#### Given request
Copy the records below exactly as they appear.

☆ ☆ ☆ ☆ ☆ ☆ ☆

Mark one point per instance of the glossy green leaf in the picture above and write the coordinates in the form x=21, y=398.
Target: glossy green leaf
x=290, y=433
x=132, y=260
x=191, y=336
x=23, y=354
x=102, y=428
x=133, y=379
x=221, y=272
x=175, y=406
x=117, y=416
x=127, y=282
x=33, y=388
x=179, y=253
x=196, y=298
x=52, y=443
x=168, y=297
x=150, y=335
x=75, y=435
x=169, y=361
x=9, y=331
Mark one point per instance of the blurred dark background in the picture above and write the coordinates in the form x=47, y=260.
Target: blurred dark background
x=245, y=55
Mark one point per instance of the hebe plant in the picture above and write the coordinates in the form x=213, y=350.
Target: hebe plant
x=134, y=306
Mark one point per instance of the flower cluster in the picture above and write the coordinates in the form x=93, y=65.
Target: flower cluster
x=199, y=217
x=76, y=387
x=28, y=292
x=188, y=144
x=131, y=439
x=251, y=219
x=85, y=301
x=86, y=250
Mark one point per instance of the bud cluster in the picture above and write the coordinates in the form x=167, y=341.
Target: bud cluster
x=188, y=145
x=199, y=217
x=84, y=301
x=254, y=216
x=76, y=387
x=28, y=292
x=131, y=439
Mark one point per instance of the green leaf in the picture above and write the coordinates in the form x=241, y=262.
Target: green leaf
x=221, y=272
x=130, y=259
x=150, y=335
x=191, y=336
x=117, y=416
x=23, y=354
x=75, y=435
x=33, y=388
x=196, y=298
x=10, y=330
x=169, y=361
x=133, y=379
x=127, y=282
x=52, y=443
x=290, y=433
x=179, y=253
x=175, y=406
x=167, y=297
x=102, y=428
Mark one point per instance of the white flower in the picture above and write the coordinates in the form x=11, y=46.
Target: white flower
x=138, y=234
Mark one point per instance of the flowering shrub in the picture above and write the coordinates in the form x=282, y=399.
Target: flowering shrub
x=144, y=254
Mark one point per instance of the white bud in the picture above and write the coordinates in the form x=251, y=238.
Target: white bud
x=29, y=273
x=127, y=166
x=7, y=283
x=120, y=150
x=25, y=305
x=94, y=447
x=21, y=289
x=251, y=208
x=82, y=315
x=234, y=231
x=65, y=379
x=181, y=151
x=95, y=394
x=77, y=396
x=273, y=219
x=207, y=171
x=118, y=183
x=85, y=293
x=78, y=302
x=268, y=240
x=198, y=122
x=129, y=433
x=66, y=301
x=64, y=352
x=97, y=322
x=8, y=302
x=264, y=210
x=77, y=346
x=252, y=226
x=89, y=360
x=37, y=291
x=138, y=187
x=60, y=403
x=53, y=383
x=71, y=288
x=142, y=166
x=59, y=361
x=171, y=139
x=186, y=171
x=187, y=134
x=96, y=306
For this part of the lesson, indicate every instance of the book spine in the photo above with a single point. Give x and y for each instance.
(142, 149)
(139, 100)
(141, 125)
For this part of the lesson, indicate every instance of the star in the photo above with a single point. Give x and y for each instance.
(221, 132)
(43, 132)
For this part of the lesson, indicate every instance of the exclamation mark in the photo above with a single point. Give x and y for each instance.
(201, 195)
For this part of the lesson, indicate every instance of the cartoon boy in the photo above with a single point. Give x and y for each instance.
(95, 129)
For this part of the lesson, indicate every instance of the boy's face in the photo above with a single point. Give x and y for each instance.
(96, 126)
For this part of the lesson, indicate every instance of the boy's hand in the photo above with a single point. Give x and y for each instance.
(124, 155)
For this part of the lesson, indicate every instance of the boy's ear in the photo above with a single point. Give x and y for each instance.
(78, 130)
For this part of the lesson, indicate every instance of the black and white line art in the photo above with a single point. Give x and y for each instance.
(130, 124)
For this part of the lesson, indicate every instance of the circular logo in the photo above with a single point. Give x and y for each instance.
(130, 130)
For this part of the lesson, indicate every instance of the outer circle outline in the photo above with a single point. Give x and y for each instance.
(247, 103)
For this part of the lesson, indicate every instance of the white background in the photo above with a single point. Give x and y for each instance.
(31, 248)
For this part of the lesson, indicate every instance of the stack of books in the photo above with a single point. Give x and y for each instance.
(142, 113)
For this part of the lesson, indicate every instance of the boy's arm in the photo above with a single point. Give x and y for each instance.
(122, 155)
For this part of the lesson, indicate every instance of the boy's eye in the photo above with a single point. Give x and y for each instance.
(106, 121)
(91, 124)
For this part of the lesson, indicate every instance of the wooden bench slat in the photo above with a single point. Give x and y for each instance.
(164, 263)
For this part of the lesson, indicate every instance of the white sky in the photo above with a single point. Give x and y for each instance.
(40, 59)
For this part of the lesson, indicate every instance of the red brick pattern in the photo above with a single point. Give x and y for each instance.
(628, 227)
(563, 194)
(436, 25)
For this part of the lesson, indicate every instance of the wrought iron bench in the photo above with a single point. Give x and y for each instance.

☆ ☆ ☆ ☆ ☆ ☆ ☆

#### Worked solution
Mark one point per instance of the glossy green leaf in the picture above and write the coordinates in the form x=21, y=398.
Target: glossy green leaf
x=290, y=433
x=132, y=260
x=191, y=336
x=23, y=354
x=102, y=428
x=133, y=379
x=221, y=272
x=175, y=406
x=117, y=416
x=127, y=282
x=33, y=388
x=179, y=253
x=196, y=298
x=52, y=443
x=168, y=297
x=150, y=335
x=75, y=435
x=169, y=361
x=9, y=331
Mark one point per instance of the blurred dark background in the picture above and write the coordinates in the form x=47, y=260.
Target: blurred dark background
x=245, y=55
Mark one point per instance of the hebe plant in the picture above and write the coordinates in the form x=213, y=350.
Target: hebe plant
x=134, y=306
Mark one point per instance of the flower cluster in the picture above and write the coordinates in the form x=93, y=65.
Target: flower cluster
x=199, y=217
x=76, y=387
x=28, y=292
x=188, y=144
x=131, y=439
x=251, y=219
x=85, y=301
x=86, y=250
Mark one point per instance of the bud cluster in the picture above and write the coordinates in the form x=167, y=341.
Target: bud cluster
x=188, y=145
x=199, y=217
x=84, y=301
x=254, y=216
x=76, y=387
x=28, y=292
x=131, y=439
Mark one point per instance of the green leaf in the picture above and write the coordinates in the form x=241, y=262.
Target: green leaf
x=221, y=272
x=130, y=259
x=150, y=335
x=191, y=336
x=117, y=416
x=23, y=354
x=75, y=435
x=33, y=388
x=196, y=298
x=10, y=330
x=169, y=361
x=133, y=379
x=127, y=282
x=52, y=443
x=290, y=433
x=179, y=253
x=175, y=406
x=167, y=297
x=102, y=428
Mark one point per instance of the white flower in the picture above and write the coordinates in the form x=11, y=46.
Target: white flower
x=138, y=234
Mark one point per instance of the flowering shrub in the picture above and write the coordinates in the form x=282, y=399.
Target: flowering shrub
x=144, y=254
Mark one point per instance of the white bud in the picture above and write the coordinates in the form x=251, y=238.
Target: white bud
x=29, y=273
x=127, y=166
x=7, y=283
x=120, y=150
x=25, y=305
x=94, y=447
x=21, y=289
x=251, y=208
x=82, y=315
x=234, y=231
x=65, y=379
x=181, y=151
x=95, y=394
x=77, y=396
x=273, y=219
x=207, y=171
x=118, y=183
x=85, y=293
x=78, y=302
x=268, y=240
x=198, y=122
x=129, y=433
x=66, y=301
x=64, y=352
x=97, y=322
x=8, y=302
x=264, y=210
x=77, y=346
x=252, y=226
x=89, y=360
x=37, y=291
x=138, y=187
x=60, y=403
x=53, y=383
x=71, y=288
x=142, y=166
x=59, y=361
x=171, y=139
x=186, y=171
x=187, y=134
x=96, y=306
For this part of the lesson, indicate every instance of the book spine in the photo above with a single point. Give x and y for each instance.
(142, 149)
(139, 100)
(141, 125)
For this part of the lesson, indicate every instance of the star in the photo above with a single point. Give x and y for each instance.
(221, 132)
(43, 132)
For this part of the lesson, indicate every instance of the exclamation mark in the photo above with a single point. Give x and y for each instance.
(201, 195)
For this part of the lesson, indicate every instance of the cartoon boy in the photo above with a single point. Give x and y for each instance.
(95, 129)
For this part of the lesson, indicate every instance of the boy's face in the photo above with a single point. Give x and y for each instance.
(96, 126)
For this part of the lesson, indicate every instance of the boy's hand in the photo above with a single point. Give x and y for each instance.
(124, 155)
For this part of the lesson, indicate every instance of the boy's ear in the photo above with a single point. Give x and y for each instance.
(78, 130)
For this part of the lesson, indicate every instance of the black and white line art in the photo above with a single point. Give x and y for each instance.
(130, 124)
For this part of the lesson, indicate every instance of the circular logo in the photo above with a single point. Give x and y for each instance.
(130, 130)
For this part of the lesson, indicate every instance of the outer circle outline in the photo above with a single point. Give x and y for each instance.
(247, 103)
For this part of the lesson, indicate every instance of the white background in the photo above with a single point. Give x and y for each instance.
(31, 248)
For this part of the lesson, indicate every instance of the stack of books in the photo above with a single point. Give x and y for each instance.
(142, 113)
For this part of the lesson, indicate every instance of the boy's arm in the photo above with a single point. Give x and y for each instance.
(122, 155)
For this part of the lesson, indicate every instance of the boy's eye in the photo above with a single point. Give x and y for each instance.
(106, 121)
(91, 124)
For this part of the lesson, indicate every instance of the wooden bench slat in the photo above with a single point. Give x and y for each instance.
(164, 263)
For this part of the lesson, indicate every instance of the white sky in the photo above with a single point. Give x and y for each instance.
(40, 59)
For this part of the lesson, indicate every instance of the red brick pattern in the photo above with a single point. Give x and y for each instance.
(628, 227)
(563, 194)
(436, 25)
For this part of the lesson, indicate every instance of the wrought iron bench in the photo above with a single point. Give x and y for each instance.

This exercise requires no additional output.